### PROMPT
In the gene expression analysis text, why is the filtering for genes with padj < 0.001 repeated in the clustering section? Answer in one to three sentences.

### EXERCISE PASSAGE
▼

Save gene lists for functional enrichment
DEG_results
: List of DEG’s and fold change/pvalues
DEG_results_vst
: Count matrix of genes from DEG list
8,127 genes in DEG dataset
dim(DEG_results)
head(DEG_results)
deg_results_list<-DEG_results%>%
dplyr::select(gene, everything())
write_csv(deg_results_list, "Mcap2020/Output/TagSeq/GenomeV3/DESeq/deg_list.csv")
dim(DEG_results_vst)
deg_counts<-t(assay(DEG_results_vst))
deg_counts<-as.data.frame(deg_counts)
dim(deg_counts)
deg_counts$sample<-rownames(deg_counts)
deg_counts<-deg_counts%>%
dplyr::select(sample, everything())
write_csv(deg_counts, "Mcap2020/Output/TagSeq/GenomeV3/DESeq/deg_counts.csv")
List of all genes in the dataset (gvst) = 11,475 genes which will serve as the background set of genes for functional enrichment.
dim(gvst)
all_genes<-t(assay(gvst))
all_genes<-as.data.frame(all_genes)
dim(all_genes)
all_genes$sample<-rownames(all_genes)
all_genes<-all_genes%>%
dplyr::select(sample, everything())
write_csv(file="Mcap2020/Output/TagSeq/GenomeV3/DESeq/all_genes.csv", all_genes)
Now that we have identified DEGs that significantly change by lifestage, we will use clustering to interpret how these change change across the developmental time series.
Detect clusters of LRT results
I am using the degPatterns
function in the DEGreport
package in R for this analysis. This code was adapted from a tutorial here.
This code analyzes the DEGs for temporal patterns in expression. Analogous to a WGCNA, this analysis will identify sets of genes (depending on the minimum number of genes to be included in a cluster) that share expression patterns. For example, it could identify genes that increase over time, those that decrease over time, or those that peak in one particular life stage, for example. This will allow us to interpret the DEGs in a way that is meaningful across the developmental time series.
Run a DESeq2 model and extract results as we did above.
# results
DEG <- DESeq(gdds, test="LRT", reduced=~1)
# Extract results for LRT
res_LRT <- results(DEG)
# View results for LRT
res_LRT
Filter for genes padj <0.001 as done above to identify the same 8,127 DEGs. I am repeating this process here because I can then start the script at this point if desired.
padj.cutoff <- 0.001
# Create a tibble for LRT results
res_LRT_tb <- res_LRT %>%
data.frame() %>%
rownames_to_column(var="gene") %>%
as_tibble()
# Subset to return genes with padj < target
sigLRT_genes <- res_LRT_tb %>%
dplyr::filter(padj < padj.cutoff)
# Get number of significant genes
nrow(sigLRT_genes)
There are 8127 genes that change across developmental time at p<0.001.

▲

Referring expression data:
▼

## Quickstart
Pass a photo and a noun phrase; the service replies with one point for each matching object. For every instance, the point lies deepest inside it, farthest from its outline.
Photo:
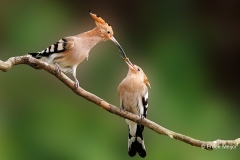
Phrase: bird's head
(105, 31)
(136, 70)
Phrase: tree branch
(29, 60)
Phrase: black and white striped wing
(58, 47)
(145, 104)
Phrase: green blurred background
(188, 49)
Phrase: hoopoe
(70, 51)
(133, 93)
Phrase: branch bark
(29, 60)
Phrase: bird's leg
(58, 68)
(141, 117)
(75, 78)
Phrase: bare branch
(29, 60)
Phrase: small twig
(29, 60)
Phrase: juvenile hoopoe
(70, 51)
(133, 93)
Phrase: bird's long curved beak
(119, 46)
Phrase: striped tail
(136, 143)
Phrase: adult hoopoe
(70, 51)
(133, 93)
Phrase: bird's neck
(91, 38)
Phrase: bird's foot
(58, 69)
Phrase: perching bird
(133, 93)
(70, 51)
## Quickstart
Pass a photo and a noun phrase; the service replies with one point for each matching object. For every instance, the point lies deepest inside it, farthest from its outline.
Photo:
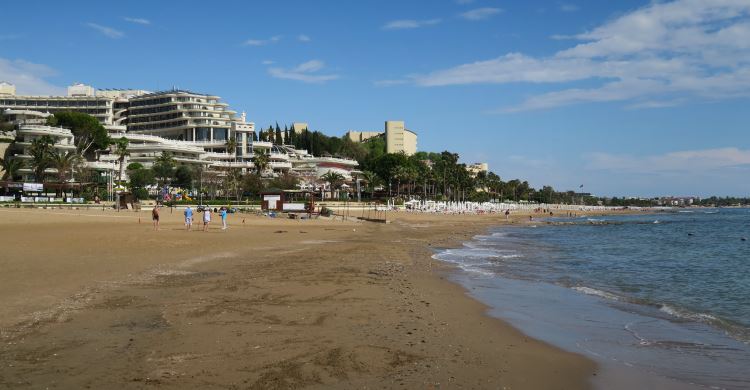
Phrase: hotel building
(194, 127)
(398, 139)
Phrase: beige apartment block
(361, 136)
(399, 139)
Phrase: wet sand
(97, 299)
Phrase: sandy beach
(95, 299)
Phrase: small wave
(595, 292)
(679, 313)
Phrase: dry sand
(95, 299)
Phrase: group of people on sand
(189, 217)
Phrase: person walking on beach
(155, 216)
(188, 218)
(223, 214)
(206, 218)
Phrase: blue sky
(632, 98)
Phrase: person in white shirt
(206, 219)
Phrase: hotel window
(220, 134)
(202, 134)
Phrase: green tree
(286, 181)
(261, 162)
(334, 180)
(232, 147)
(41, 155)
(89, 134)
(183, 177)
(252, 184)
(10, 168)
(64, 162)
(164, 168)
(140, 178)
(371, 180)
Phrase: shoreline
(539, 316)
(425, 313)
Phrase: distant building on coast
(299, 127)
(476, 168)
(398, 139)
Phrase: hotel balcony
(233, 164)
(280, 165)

▲
▼

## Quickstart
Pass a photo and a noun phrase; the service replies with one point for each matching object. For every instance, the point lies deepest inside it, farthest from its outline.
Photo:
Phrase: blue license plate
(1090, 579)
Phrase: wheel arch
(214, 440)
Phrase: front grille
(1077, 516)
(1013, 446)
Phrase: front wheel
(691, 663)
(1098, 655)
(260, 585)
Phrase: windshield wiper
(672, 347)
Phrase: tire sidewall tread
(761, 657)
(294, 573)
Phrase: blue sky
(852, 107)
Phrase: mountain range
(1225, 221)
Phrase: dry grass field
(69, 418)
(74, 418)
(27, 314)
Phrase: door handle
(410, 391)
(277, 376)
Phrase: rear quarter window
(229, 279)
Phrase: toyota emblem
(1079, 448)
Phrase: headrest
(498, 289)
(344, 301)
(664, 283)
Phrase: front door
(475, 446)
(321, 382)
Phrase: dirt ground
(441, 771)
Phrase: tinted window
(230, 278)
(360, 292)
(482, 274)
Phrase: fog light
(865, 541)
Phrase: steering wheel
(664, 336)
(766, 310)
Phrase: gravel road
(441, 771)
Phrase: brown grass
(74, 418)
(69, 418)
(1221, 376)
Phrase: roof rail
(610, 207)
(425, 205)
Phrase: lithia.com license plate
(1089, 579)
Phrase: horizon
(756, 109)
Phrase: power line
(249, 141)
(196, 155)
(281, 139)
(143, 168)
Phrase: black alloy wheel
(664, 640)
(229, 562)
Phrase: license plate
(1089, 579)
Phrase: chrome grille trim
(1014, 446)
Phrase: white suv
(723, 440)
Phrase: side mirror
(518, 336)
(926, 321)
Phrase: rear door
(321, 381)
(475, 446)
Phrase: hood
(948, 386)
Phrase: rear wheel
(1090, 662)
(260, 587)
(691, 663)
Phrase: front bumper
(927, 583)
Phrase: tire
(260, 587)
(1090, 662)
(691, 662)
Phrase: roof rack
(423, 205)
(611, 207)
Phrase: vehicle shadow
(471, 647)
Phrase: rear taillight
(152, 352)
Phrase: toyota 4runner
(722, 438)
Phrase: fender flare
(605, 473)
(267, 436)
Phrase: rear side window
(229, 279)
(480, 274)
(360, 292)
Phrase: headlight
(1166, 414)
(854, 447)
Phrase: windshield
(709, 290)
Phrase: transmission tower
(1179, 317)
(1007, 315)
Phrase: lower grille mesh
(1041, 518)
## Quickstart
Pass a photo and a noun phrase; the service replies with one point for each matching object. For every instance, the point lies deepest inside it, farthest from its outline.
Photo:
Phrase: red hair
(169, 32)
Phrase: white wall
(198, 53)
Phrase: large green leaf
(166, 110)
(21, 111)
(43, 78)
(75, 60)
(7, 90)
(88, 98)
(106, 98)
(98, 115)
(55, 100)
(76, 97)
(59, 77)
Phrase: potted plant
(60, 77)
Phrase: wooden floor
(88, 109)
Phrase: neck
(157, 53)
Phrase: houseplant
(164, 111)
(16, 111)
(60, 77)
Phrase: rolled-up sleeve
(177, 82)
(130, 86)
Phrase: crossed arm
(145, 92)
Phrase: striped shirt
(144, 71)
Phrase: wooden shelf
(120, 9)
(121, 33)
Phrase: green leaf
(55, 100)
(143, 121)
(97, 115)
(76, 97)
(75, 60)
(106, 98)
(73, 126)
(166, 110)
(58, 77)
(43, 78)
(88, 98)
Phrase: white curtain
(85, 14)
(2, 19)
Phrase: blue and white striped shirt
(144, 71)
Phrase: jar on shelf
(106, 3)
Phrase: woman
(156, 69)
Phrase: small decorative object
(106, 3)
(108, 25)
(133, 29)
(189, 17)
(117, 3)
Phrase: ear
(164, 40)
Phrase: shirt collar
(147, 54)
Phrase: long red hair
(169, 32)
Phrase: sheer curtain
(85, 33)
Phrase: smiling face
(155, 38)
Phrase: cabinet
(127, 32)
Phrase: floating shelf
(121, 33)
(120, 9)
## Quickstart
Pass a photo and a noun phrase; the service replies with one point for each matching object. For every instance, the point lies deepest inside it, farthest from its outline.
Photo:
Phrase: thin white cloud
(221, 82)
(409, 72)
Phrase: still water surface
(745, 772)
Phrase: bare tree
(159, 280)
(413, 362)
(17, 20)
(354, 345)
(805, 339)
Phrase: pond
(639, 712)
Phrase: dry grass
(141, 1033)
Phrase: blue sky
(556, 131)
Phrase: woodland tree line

▲
▼

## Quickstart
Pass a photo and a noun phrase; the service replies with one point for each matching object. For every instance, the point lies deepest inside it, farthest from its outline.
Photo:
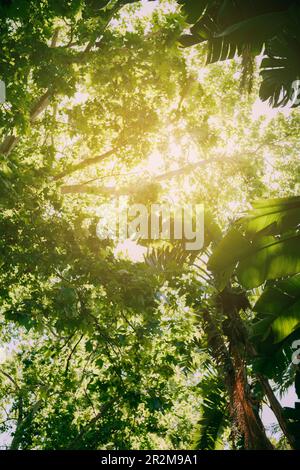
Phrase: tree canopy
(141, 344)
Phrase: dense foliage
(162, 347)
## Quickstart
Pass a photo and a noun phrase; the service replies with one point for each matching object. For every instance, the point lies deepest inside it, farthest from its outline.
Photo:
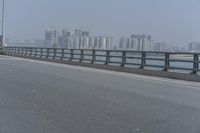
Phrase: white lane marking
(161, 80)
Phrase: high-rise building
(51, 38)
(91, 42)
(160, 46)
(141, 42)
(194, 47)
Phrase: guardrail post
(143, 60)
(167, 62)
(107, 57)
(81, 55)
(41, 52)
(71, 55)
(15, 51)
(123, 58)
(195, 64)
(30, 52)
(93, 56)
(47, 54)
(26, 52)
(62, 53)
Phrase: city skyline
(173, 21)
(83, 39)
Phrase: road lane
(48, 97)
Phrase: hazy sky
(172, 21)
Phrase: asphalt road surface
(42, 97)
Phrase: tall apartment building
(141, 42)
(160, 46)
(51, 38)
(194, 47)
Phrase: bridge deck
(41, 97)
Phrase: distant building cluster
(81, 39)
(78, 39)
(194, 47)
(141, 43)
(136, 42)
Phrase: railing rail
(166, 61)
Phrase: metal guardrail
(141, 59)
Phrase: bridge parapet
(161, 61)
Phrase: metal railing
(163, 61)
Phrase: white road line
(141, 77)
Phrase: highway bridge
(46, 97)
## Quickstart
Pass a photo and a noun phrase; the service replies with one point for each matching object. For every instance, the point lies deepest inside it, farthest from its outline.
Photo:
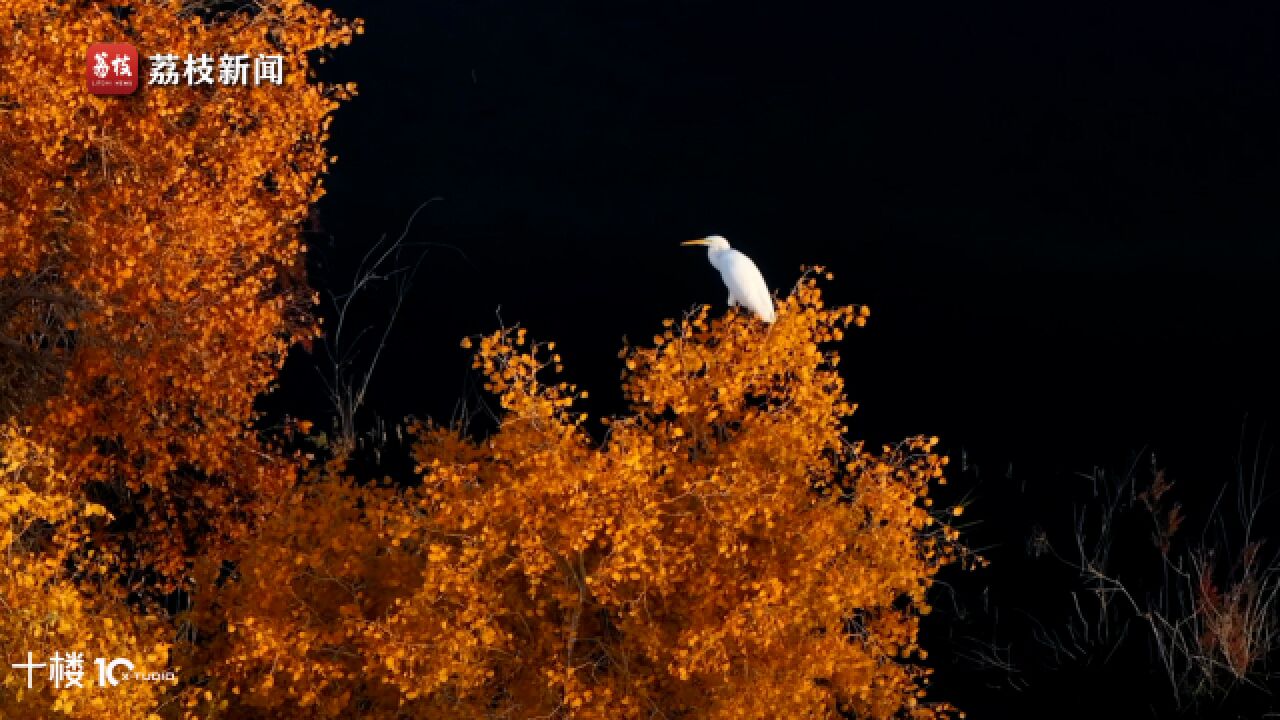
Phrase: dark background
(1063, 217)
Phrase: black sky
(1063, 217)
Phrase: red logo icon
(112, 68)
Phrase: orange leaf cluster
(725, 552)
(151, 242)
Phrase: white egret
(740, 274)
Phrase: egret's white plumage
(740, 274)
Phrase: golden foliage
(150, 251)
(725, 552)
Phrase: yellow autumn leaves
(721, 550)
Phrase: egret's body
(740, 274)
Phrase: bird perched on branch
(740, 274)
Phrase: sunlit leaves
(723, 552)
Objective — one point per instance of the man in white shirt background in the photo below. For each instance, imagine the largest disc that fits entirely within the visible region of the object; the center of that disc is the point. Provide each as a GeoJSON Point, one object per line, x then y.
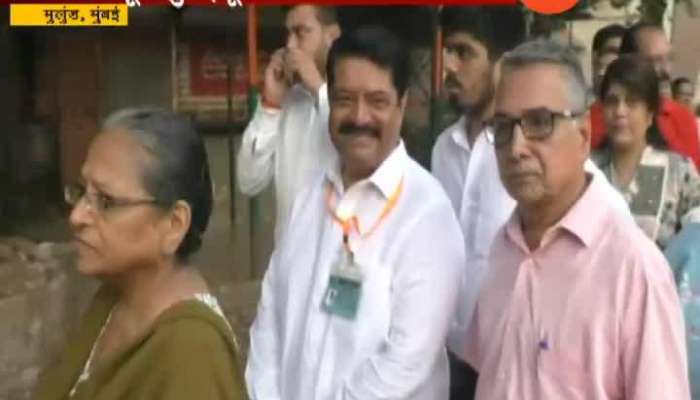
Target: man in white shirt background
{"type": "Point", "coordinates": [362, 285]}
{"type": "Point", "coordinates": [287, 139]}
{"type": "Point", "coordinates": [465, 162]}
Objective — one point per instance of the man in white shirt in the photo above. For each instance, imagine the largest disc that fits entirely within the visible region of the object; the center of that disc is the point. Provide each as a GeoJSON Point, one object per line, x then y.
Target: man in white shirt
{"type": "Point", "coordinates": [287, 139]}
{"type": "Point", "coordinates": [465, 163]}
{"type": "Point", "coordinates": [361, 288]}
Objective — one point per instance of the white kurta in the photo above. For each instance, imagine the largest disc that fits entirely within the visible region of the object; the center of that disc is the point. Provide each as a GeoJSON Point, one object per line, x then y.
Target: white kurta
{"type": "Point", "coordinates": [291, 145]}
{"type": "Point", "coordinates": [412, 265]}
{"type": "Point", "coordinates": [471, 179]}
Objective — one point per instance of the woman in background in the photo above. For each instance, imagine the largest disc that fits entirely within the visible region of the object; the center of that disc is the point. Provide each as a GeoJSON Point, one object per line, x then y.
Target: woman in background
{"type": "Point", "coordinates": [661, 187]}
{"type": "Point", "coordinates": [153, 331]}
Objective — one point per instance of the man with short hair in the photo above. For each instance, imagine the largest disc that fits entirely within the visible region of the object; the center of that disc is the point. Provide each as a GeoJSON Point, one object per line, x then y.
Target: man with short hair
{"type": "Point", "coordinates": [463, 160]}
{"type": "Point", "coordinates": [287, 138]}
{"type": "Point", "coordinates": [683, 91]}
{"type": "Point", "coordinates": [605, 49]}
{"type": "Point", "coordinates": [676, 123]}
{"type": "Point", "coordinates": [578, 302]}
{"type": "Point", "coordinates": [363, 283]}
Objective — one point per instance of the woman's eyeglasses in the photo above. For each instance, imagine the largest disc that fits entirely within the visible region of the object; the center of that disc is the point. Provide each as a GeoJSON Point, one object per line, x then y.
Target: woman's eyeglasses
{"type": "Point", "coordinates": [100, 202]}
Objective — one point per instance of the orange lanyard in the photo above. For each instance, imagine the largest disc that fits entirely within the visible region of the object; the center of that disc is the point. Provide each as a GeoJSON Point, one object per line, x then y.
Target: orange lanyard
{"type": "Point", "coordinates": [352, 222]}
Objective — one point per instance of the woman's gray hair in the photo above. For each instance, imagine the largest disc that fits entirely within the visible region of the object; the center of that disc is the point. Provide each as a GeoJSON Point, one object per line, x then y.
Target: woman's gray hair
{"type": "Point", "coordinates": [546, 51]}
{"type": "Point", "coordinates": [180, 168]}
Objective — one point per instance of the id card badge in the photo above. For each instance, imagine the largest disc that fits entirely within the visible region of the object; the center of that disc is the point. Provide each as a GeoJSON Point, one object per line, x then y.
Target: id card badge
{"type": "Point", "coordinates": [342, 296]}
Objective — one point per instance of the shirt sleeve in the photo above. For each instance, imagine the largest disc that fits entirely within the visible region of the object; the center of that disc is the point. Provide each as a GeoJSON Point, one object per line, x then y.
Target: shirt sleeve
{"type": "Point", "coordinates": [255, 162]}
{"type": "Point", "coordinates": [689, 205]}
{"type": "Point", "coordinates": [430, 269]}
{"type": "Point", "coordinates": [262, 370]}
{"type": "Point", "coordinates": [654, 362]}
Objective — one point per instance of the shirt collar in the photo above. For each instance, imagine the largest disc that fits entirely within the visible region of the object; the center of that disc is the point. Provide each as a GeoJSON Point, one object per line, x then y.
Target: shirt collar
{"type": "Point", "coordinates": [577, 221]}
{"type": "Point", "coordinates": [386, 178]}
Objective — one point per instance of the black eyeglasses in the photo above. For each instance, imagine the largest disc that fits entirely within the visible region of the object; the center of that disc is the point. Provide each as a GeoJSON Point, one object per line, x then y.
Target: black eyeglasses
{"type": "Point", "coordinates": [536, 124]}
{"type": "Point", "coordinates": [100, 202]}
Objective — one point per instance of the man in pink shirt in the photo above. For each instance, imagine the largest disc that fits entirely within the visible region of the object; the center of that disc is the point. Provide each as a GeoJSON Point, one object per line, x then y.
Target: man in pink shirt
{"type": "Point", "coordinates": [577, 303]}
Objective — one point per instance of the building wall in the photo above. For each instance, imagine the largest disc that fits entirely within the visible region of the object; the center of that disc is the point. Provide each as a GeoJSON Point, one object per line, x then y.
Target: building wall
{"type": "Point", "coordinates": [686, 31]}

▲

### TASK RESULT
The filtering is repeated to identify the same 8,127 DEGs again, so that the script can be started at that point if desired.